Your tasks.
#1 According to the piece on the Mariners president's remarks below, how much per year did the team pay for an interpreter for Hisashi Iwakuma?
#2 Render this sentence from the piece on the Mariners president's remarks in Spanish: "While this wasn't the end of his ludicrous remarks, it's certainly the most offensive."
#3 Write the next paragraph of the piece on the Mariners president's remarks, picking up after its final sentence.
--- Begin Text provided ---
If you’re able to stop cringing from the big tummy comment, consider what that means for a second. Mather just admitted that if Julio Rodriguez was ready to out-slug Juan Soto, and there was a desperate need at the major league level, you still wouldn’t have seen any exciting young players promoted so as to keep them from making money. Speaking specifically about Jarred Kelenic and Logan Gilbert, he said that Kelenic would stay “[in] Triple-A Tacoma for a month, and then he will likely be in left field at T-Mobile Park for the next six or seven years,” and about Gilbert, “you won’t see him on April 1st, but by mid-April.”

If that doesn’t leave a bad taste in your mouth yet, just wait until you hear what he said about his international players. Aside from continually referring to catcher Luis Torrens as “Luis Torres,” he described third baseman Kyle Seager as “probably overpaid” and criticized Rodriguez’ and Hisashi Iwakuma’s English-speaking. Asked to tell attendees about Rodriguez, the team’s best prospect and best hope for a promising future, Mather began with, “He is loud, his English is not tremendous.” Nothing about his talents as a player, nothing about how great he is in the clubhouse. His English. Later on, he went on a similar tangent about Iwakuma: “Wonderful human being, his English was terrible… and I’m going to say, I’m tired of paying his interpreter. When he was a player, we’d pay Iwakuma X, but we’d also have to pay $75,000 a year to have an interpreter with him. His English suddenly got better, his English got better when we told him that!”

While this wasn’t the end of his ludicrous remarks, it’s certainly the most offensive. It’s a small wonder the Mariners haven’t made the playoffs in a North American sports-record 19 years when their team president finds linguistic assimilation more important than talent on the field. After switching topics, he followed up with repeating the party lie that “[MLB] lost $2.9 billion last year” and that “we have taken the position that there are 180 free agents still out there on February 5 unsigned, and sooner or later, these players are going to turn their hat over and come with hat in hand, looking for a contract.”
--- End Text provided ---
--- Begin Stored data ---
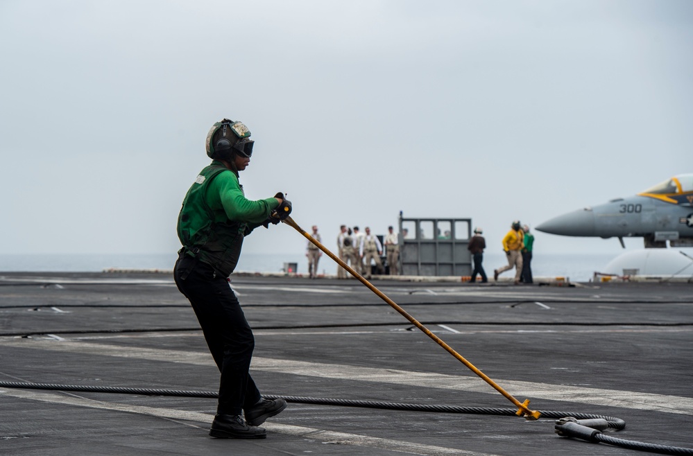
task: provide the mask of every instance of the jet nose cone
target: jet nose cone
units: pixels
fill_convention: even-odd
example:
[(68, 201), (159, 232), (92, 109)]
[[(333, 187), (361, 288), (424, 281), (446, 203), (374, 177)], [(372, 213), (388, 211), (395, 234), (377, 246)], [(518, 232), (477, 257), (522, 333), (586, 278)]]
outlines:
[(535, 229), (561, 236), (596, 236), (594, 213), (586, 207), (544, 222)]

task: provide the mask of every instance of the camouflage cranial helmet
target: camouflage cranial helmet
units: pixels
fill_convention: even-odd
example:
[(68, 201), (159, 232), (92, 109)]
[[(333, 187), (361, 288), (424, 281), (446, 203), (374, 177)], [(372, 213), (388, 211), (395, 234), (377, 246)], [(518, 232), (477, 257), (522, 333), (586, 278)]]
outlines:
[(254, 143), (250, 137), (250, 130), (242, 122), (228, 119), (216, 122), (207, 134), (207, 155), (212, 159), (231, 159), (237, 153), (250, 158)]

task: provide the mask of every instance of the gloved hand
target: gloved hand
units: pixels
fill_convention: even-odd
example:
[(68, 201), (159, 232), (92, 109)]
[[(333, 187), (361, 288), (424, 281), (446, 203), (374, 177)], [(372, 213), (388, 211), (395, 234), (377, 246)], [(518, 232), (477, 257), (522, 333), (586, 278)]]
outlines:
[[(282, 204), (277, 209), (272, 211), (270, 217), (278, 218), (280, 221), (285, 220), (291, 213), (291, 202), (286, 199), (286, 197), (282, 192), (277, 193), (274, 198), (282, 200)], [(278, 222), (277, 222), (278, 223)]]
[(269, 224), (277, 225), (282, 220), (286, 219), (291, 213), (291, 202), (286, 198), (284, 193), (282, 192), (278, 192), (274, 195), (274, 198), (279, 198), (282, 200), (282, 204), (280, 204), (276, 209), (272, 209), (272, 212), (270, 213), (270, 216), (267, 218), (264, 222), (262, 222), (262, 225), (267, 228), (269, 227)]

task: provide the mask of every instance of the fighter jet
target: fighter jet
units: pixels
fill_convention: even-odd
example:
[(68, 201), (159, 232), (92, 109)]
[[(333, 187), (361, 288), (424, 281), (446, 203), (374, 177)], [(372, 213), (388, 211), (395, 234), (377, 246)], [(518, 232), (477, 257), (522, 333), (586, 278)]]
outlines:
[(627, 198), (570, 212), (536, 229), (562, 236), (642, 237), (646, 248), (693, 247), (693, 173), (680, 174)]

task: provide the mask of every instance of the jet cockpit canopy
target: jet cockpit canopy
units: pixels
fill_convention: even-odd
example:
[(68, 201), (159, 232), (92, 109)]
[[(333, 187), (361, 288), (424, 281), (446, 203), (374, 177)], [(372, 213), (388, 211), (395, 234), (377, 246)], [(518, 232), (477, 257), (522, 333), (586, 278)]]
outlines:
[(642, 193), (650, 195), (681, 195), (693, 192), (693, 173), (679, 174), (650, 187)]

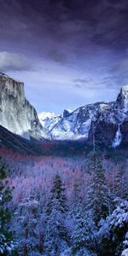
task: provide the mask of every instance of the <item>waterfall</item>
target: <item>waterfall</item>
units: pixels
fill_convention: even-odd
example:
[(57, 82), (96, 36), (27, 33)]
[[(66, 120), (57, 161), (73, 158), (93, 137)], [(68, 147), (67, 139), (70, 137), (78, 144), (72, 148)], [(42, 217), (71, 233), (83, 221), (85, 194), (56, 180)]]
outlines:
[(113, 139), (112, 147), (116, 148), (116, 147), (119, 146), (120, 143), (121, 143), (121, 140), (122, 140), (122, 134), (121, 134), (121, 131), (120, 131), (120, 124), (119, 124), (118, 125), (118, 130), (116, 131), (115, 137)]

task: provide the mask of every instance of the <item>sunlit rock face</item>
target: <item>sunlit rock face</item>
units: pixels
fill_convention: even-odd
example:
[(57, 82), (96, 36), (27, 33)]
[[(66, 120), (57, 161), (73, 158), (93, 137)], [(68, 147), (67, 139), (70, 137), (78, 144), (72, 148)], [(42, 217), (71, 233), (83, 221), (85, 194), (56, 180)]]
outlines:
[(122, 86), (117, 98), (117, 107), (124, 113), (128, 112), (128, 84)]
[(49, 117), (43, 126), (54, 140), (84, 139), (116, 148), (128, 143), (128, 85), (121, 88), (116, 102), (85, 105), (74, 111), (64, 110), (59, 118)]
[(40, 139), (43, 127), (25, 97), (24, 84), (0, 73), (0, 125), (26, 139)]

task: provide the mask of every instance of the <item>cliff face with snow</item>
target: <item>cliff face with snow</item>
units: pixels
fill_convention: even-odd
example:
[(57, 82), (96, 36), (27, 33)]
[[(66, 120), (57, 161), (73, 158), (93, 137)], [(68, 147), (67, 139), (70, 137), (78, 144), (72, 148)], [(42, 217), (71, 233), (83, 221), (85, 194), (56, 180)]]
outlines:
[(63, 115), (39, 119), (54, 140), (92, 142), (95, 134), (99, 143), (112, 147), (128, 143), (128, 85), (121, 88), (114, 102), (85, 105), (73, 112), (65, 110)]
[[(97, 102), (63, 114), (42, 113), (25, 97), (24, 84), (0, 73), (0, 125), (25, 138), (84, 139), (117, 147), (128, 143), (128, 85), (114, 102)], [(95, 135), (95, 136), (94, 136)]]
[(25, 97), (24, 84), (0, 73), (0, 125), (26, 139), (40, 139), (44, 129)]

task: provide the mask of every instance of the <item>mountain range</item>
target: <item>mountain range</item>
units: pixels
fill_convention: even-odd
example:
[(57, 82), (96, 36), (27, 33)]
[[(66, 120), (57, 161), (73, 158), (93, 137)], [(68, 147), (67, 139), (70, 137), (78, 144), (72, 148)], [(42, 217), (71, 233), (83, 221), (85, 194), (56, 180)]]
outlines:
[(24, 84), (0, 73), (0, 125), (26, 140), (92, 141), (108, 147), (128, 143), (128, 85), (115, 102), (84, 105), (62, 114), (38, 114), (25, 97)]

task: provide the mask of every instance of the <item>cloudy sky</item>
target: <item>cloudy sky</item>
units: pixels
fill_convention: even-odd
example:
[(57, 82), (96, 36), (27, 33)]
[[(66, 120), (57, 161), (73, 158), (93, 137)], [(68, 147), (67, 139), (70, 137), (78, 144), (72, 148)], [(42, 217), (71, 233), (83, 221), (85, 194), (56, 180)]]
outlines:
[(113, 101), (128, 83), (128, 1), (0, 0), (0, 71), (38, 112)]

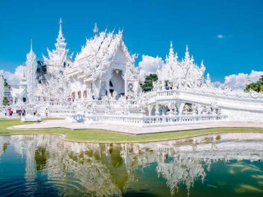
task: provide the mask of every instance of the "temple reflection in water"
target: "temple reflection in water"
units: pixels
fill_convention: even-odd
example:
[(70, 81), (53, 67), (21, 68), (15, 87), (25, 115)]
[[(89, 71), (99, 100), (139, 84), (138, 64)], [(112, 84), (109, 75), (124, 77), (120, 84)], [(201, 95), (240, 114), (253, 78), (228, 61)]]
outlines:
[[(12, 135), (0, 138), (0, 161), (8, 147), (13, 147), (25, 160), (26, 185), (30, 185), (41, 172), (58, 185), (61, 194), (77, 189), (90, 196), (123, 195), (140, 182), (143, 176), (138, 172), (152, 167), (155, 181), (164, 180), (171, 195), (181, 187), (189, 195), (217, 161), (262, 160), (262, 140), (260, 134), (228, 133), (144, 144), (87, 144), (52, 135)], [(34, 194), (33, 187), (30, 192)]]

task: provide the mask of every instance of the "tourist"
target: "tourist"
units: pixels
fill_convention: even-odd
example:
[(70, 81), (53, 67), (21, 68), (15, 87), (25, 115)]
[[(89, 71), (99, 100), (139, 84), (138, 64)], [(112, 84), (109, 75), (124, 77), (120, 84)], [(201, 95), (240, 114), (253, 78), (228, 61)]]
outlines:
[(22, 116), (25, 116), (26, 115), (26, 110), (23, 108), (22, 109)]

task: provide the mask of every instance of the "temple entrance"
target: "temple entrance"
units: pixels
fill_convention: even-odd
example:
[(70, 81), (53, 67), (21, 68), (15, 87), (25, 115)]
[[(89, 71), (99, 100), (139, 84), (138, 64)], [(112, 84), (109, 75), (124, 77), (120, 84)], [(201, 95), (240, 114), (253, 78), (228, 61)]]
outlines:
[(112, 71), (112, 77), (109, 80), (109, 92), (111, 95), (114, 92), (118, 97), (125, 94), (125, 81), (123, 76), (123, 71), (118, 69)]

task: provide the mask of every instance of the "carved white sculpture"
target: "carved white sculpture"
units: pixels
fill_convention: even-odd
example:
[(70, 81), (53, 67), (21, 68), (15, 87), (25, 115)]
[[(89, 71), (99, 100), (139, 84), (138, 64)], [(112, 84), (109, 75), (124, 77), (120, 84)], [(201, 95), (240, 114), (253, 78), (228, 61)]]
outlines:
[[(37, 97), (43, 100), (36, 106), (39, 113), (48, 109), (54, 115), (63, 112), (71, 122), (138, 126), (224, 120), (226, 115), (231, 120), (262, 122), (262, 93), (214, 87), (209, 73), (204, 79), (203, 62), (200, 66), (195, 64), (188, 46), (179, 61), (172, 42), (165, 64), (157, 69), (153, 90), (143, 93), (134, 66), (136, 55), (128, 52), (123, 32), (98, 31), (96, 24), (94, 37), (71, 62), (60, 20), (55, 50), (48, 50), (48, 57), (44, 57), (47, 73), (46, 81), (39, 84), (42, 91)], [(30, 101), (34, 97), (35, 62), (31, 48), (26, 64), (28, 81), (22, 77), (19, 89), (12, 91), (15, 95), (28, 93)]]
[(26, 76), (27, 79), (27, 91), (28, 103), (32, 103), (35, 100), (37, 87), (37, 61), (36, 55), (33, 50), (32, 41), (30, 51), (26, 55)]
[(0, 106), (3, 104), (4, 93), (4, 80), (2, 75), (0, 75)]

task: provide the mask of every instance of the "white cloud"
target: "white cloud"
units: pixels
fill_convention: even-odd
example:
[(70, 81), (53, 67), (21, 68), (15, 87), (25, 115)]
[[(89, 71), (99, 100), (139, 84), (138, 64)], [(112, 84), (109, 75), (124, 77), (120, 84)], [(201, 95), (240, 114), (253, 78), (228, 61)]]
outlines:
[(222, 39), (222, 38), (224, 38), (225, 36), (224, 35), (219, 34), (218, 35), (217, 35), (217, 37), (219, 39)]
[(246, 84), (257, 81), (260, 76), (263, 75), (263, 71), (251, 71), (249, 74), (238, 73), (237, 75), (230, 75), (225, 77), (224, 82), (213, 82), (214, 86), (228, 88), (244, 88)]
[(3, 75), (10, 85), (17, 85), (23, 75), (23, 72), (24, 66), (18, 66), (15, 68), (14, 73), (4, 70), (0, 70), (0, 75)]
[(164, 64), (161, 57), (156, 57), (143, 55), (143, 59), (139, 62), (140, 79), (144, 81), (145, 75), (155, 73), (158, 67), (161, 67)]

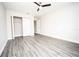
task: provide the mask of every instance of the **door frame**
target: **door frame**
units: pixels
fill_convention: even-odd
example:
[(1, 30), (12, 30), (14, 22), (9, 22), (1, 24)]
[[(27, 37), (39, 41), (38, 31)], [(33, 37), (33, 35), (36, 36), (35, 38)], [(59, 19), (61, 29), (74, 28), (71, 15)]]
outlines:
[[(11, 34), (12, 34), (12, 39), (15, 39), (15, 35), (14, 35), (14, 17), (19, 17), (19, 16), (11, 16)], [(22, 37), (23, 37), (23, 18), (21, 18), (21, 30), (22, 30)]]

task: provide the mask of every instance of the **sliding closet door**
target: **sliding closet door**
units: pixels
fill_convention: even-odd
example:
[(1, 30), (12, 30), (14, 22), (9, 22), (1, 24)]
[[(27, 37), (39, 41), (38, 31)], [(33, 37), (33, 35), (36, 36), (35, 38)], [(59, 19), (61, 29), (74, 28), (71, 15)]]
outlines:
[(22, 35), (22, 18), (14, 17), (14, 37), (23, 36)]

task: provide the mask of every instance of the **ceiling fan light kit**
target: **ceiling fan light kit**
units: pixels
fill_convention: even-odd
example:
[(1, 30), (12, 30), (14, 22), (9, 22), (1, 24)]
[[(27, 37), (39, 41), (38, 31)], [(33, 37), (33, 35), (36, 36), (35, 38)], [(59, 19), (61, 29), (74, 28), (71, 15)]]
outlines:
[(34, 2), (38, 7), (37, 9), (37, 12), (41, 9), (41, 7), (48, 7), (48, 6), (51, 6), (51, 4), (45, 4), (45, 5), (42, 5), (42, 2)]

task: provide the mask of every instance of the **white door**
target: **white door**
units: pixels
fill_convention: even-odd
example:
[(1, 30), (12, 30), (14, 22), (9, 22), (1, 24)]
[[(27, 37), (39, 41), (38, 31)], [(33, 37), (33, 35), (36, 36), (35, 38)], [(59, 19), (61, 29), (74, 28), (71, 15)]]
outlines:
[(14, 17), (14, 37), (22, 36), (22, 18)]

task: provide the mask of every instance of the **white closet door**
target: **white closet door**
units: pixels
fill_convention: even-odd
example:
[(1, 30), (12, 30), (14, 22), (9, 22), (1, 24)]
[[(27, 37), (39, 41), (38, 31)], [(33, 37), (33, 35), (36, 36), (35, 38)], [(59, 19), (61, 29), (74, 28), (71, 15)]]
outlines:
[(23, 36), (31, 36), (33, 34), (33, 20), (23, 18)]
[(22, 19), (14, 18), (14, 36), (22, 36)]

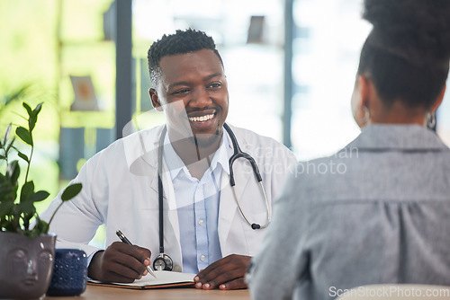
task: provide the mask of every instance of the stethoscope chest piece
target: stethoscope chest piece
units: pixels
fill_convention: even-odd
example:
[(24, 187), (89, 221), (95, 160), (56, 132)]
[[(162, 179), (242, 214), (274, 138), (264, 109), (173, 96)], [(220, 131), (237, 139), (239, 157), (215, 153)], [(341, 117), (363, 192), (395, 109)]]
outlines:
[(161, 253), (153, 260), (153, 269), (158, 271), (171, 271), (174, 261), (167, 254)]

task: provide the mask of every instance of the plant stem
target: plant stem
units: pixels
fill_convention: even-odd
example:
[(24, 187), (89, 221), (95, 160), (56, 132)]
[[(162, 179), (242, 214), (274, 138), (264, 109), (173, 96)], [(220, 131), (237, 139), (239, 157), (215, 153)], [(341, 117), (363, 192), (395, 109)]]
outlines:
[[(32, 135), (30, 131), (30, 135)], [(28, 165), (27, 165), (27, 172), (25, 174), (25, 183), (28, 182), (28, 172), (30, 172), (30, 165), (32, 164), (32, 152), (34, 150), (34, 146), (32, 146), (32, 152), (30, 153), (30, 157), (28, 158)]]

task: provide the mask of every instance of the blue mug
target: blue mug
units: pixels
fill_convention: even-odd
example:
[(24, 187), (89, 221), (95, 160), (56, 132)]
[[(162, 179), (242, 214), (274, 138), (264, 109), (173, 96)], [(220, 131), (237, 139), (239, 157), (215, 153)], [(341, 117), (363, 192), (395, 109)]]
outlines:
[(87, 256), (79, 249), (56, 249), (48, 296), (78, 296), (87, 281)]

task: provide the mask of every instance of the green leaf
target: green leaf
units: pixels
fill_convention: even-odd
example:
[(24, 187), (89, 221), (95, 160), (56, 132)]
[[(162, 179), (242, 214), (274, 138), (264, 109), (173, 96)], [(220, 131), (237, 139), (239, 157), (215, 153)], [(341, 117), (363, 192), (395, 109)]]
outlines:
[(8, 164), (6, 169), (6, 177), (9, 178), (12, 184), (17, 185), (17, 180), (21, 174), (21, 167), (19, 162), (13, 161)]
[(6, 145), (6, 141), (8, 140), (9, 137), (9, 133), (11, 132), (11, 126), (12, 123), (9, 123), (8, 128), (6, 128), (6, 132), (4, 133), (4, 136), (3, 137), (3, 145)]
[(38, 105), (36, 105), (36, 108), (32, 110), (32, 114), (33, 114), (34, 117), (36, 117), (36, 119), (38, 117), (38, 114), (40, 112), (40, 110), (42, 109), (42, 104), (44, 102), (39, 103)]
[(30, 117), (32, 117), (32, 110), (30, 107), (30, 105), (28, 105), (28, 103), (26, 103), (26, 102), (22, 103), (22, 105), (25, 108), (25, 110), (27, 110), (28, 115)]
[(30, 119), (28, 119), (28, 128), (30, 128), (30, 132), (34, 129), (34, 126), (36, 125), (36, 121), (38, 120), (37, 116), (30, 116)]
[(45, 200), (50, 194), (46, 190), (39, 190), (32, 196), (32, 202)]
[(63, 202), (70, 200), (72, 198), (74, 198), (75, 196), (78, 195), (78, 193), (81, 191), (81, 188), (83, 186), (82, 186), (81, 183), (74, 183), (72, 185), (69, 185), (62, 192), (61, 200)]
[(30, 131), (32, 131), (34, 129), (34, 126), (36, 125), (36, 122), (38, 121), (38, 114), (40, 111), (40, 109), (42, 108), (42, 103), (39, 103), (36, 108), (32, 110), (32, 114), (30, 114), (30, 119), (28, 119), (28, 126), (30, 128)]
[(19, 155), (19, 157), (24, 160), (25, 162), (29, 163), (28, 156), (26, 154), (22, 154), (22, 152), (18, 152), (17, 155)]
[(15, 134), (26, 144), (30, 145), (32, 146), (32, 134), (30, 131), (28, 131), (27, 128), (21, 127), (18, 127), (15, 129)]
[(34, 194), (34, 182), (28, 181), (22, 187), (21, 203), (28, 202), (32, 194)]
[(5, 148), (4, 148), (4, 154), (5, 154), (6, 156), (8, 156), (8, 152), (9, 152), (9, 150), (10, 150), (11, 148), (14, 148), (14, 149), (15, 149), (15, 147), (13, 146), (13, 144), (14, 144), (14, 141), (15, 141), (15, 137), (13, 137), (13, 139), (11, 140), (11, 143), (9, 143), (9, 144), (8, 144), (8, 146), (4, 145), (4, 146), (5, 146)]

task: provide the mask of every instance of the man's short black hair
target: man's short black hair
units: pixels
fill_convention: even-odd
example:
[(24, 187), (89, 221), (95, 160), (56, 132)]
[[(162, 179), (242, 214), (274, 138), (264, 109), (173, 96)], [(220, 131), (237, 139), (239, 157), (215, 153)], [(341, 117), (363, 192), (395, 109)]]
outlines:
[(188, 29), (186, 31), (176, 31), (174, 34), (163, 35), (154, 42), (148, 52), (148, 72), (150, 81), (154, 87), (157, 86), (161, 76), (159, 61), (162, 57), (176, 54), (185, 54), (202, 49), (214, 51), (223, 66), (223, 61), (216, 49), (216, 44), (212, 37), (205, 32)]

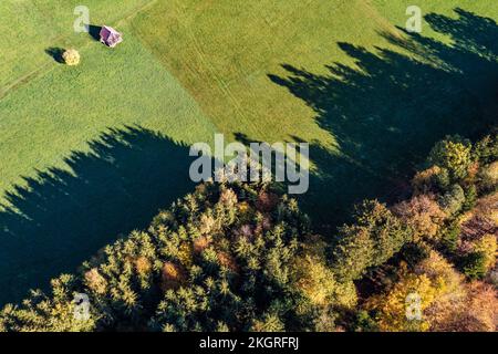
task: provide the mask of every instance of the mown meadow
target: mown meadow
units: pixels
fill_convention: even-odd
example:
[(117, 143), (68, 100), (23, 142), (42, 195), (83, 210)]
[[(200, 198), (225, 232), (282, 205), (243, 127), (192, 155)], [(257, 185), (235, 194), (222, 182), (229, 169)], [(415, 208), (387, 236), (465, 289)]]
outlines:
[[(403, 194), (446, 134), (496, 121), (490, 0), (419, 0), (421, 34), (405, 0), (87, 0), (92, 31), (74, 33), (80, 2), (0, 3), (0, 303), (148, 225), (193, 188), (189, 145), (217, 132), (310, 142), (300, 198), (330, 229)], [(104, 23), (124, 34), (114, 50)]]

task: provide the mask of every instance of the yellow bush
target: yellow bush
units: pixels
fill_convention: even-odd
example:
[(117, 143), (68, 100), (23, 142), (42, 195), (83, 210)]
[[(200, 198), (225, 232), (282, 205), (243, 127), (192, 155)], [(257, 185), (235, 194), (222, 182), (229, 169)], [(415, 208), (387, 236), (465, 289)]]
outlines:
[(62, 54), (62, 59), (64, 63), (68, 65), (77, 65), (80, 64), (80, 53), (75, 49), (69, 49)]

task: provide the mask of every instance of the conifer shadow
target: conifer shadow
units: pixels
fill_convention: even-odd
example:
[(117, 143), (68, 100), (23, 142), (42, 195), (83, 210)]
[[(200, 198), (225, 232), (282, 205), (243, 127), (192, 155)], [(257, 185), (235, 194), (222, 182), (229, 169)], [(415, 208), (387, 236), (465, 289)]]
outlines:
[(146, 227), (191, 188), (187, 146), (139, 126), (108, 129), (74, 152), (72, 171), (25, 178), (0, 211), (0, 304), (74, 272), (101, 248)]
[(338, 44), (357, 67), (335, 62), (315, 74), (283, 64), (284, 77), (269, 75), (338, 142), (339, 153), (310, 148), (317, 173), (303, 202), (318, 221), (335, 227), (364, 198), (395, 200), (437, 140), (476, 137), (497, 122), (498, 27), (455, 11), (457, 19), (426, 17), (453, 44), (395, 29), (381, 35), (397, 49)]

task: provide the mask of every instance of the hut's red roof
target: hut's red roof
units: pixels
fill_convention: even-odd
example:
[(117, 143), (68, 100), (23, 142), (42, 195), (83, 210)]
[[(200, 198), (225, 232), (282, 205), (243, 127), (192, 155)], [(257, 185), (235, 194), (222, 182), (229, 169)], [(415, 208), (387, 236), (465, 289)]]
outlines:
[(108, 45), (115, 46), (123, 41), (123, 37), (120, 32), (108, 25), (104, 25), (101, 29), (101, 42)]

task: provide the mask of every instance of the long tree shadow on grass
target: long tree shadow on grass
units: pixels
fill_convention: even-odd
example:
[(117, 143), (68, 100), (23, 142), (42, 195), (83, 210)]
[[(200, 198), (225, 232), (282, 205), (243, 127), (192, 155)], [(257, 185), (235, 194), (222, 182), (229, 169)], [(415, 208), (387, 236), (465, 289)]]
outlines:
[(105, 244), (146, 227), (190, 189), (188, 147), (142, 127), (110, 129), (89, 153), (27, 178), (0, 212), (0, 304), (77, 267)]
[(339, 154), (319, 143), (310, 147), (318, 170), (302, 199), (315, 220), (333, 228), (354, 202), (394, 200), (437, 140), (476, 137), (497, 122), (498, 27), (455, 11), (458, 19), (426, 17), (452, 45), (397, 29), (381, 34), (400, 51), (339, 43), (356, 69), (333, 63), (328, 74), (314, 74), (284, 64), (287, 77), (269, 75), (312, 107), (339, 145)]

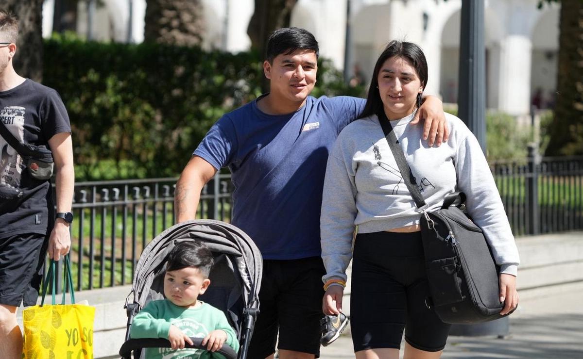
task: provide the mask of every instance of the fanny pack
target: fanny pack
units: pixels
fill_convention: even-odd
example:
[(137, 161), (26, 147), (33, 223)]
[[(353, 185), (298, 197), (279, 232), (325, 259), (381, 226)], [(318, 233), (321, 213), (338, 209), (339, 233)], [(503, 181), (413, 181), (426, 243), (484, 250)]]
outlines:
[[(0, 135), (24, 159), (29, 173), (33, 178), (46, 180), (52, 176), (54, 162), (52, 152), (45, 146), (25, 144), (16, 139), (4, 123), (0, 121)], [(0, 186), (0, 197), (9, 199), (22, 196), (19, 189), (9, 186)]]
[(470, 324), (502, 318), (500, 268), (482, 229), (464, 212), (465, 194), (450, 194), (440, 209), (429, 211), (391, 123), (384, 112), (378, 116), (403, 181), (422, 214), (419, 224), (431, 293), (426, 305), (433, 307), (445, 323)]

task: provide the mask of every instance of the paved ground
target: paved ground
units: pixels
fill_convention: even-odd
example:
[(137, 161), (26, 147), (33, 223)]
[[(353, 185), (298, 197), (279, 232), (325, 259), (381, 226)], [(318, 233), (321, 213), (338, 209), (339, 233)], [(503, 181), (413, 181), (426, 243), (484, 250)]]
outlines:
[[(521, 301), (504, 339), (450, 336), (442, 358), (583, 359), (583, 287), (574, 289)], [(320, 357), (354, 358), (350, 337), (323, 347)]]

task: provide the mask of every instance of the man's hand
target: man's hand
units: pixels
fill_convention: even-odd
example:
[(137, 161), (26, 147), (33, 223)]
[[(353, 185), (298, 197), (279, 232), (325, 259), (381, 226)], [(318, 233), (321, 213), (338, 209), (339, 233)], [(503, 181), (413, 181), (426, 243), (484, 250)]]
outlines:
--- End Stored data ---
The answers.
#1 $75,000 a year.

#2 Aunque este no fue el final de sus comentarios absurdos, sin duda es el más ofensivo.

#3
The first quote there is a lie – MLB missed out on billions worth of profit potential, but they certainly didn’t “lose” billions. That second quote comes dangerously close to admitting teams are colluding once again to keep free agent prices low, much like they were proven to have done when they had to pay a $280 million settlement to the MLBPA in 1990. The cherry on top to complete Mather’s ridiculous Zoom call was his assertion that he was “embarrassed” that Spring Training was beginning as scheduled without being delayed, even though owners are the only group who hold this viewpoint. Players and fans alike have clamored for a full season to be played, so if he’s embarrassed over anything, it’s that he didn’t get his way.

The Players Association released a statement after Mather’s comments came to light, which said: “The Club’s video presentation is a highly disturbing yet critically important window into how Players are genuinely viewed by management. Not just because of what was said, but also because it represents an unfiltered look into Club thinking. It is offensive, and it is not surprising that fans and others around the game are offended as well. Players remain committed to confronting these issues at the bargaining table and elsewhere.” Mather provided a weak apology for his “terrible lapse in judgement,” and soon after resigned – even though he will continue to serve as acting president/CEO until a replacement is found. The whole situation has created quite a stir and will undoubtedly be a talking point during the Collective Bargaining Agreement negotiations next week. The small silver lining with all this is Mather will soon be out of the game of baseball, hopefully never to return.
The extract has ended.